### Stated exercise
Answer these questions using the news passage about Kushner and Kislyak:
(a) Where was the meeting at which Kushner reportedly suggested the idea?
(b) Besides that meeting, which other meeting does the FBI reportedly consider to be of investigative interest?
(c) Who would not comment on the story to The Post?

The claim comes from intercepts of conversations between Russia’s ambassador and Moscow.

The request was to help shield the transition team’s discussions from the public and authorities, according to U.S. officials briefed on intelligence reports.

According to the Post, Kislyak told higher-ups in Moscow that Kushner suggested the idea during a meeting at Trump Tower — which included former national security adviser Michael Flynn. Kushner reportedly “suggested using Russian diplomatic facilities in the United States for the communications.”

The Post goes on to say that the White House downplayed the meeting’s significance but that “people familiar with the matter say the FBI now considers the encounter, as well as another meeting Kushner had with a Russian banker, to be of investigative interest.”

Kislyak is said to have been “taken aback” by the idea of letting an American use Russian communications gear at one of its facilities because it could create a security risk for both Moscow and Trump’s people.

Neither The White House nor Flynn would comment on the story to The Post.

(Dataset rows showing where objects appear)
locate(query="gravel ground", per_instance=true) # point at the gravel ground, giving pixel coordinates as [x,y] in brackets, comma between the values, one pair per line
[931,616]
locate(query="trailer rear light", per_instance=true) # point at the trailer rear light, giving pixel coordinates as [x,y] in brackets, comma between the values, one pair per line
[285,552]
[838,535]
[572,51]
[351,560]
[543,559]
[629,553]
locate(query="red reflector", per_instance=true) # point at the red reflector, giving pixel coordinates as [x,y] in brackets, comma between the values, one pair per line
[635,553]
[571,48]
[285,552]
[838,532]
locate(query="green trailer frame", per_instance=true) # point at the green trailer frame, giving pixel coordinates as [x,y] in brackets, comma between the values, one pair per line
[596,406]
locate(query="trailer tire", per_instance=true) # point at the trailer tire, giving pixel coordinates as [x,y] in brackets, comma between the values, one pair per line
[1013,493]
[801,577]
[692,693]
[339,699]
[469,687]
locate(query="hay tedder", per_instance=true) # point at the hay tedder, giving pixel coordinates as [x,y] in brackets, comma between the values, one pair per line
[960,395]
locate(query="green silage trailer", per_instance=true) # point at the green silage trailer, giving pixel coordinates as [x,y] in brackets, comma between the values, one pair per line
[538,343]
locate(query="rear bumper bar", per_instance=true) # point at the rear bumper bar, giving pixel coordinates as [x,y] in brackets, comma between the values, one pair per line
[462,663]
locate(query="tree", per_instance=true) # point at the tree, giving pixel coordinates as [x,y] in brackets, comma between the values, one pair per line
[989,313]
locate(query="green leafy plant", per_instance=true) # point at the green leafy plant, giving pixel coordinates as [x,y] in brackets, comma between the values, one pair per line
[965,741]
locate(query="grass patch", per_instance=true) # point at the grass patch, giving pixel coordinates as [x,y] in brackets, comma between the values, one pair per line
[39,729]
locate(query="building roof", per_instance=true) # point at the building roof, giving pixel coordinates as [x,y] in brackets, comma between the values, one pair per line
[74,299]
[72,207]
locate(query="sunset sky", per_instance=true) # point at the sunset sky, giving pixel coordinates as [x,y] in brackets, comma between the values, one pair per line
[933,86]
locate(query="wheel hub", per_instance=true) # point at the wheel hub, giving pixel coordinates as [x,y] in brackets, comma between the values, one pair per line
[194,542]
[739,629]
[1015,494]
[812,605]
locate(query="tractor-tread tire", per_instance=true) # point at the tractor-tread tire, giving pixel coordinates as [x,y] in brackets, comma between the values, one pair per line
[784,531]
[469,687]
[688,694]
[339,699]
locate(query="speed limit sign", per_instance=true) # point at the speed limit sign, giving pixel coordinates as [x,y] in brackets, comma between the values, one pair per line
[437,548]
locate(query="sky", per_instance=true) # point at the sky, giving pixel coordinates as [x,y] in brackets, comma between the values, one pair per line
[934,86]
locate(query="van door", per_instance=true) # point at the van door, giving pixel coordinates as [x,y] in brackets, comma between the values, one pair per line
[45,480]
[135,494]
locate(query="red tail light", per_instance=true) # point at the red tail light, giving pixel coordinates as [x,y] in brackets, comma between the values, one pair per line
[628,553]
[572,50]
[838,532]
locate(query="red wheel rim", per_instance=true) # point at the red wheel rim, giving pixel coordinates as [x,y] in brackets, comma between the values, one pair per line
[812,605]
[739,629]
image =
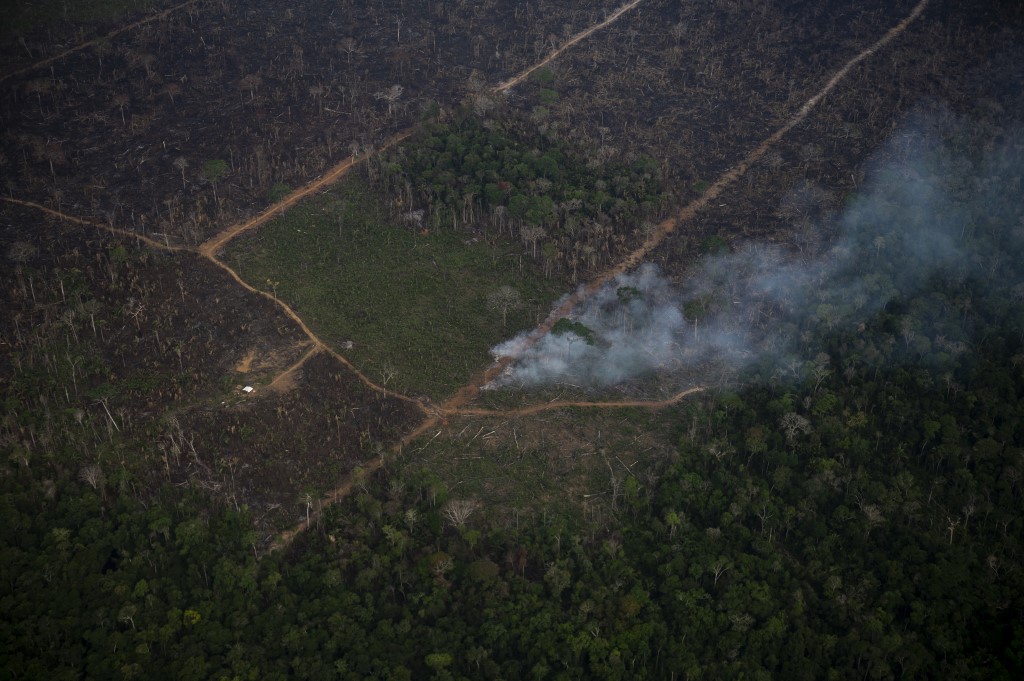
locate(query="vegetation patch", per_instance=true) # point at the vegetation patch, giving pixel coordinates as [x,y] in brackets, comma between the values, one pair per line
[421,307]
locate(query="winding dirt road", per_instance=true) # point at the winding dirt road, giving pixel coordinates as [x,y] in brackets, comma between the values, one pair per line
[89,43]
[456,406]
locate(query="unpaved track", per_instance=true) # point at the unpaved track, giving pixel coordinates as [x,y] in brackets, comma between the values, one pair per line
[210,248]
[92,223]
[89,43]
[583,35]
[318,345]
[690,211]
[455,406]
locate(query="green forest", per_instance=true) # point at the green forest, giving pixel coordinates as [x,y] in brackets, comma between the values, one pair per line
[855,516]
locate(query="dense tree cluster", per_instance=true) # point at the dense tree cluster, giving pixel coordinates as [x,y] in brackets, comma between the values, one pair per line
[501,175]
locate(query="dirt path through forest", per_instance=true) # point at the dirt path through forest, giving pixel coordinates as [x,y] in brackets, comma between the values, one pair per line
[210,248]
[456,406]
[688,212]
[89,43]
[583,35]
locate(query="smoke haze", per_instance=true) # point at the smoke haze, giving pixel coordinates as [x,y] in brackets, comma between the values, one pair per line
[942,200]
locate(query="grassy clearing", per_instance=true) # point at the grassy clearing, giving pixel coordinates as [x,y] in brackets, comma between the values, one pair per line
[422,309]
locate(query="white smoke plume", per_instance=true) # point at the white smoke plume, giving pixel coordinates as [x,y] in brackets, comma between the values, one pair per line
[910,223]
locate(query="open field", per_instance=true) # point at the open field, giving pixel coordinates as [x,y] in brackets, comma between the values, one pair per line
[257,256]
[413,307]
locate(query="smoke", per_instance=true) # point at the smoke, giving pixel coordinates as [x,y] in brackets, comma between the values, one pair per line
[941,204]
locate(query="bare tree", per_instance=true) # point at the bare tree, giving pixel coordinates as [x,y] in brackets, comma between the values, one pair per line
[458,511]
[92,474]
[503,300]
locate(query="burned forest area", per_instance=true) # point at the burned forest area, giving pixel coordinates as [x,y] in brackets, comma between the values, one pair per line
[441,339]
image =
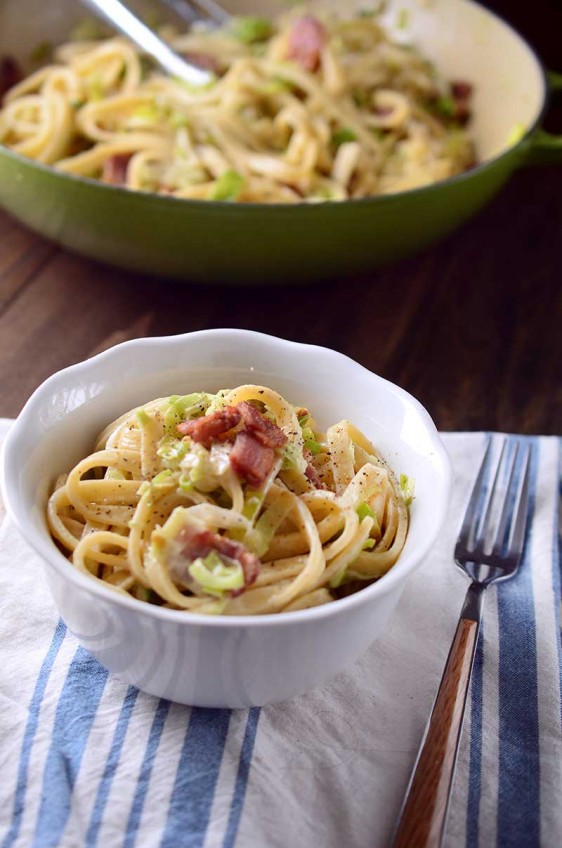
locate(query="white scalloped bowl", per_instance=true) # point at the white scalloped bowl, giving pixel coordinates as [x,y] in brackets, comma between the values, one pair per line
[219,661]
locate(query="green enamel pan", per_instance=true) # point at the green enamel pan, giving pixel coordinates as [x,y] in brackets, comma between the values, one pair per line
[218,242]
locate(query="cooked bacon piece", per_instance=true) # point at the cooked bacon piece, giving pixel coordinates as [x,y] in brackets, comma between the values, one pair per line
[265,431]
[210,427]
[251,459]
[461,90]
[200,543]
[10,74]
[306,40]
[115,169]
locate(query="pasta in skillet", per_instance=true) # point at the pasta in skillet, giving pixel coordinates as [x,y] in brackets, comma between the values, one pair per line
[299,109]
[231,504]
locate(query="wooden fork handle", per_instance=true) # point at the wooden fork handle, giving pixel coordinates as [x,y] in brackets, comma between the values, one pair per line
[424,813]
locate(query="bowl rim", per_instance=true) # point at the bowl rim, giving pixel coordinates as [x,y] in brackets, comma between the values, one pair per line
[46,548]
[143,197]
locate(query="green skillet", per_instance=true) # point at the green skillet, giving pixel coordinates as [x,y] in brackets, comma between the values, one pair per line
[214,242]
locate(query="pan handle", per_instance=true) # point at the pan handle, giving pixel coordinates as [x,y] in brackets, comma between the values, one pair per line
[541,147]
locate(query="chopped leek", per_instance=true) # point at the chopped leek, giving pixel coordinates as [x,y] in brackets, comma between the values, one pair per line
[251,28]
[342,136]
[185,485]
[228,186]
[252,504]
[337,579]
[403,19]
[186,406]
[89,29]
[310,442]
[276,85]
[147,112]
[407,486]
[363,510]
[216,577]
[163,480]
[516,134]
[172,451]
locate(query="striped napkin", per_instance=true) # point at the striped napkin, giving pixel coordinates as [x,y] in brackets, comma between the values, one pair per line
[89,761]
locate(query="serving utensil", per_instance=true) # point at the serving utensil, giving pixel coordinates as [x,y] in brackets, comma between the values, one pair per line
[488,549]
[121,18]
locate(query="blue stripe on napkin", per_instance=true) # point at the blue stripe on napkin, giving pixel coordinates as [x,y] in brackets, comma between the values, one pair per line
[242,777]
[30,731]
[196,778]
[137,806]
[475,759]
[557,566]
[518,819]
[111,765]
[74,717]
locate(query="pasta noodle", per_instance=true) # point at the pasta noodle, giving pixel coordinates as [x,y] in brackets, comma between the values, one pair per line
[300,109]
[231,504]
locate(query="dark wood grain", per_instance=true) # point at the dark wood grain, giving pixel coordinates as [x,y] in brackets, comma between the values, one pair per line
[472,326]
[423,817]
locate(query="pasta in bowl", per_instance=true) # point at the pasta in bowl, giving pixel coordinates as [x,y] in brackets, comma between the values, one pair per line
[230,657]
[231,504]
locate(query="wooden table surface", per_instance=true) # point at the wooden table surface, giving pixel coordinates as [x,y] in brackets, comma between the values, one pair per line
[472,326]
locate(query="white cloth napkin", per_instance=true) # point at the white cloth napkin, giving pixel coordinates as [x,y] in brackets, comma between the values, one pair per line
[86,760]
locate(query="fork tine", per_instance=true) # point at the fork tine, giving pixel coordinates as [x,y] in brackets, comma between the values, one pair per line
[471,513]
[521,508]
[496,543]
[484,523]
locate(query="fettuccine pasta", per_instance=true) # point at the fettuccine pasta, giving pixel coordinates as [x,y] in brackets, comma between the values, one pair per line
[300,109]
[231,504]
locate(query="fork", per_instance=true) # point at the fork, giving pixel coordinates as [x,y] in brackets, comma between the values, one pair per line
[488,549]
[121,18]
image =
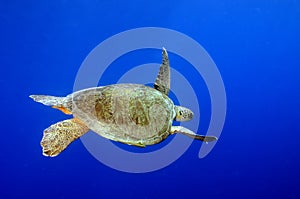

### In response
(a) At Trump Tower.
(b) A meeting Kushner had with a Russian banker.
(c) The White House and Flynn.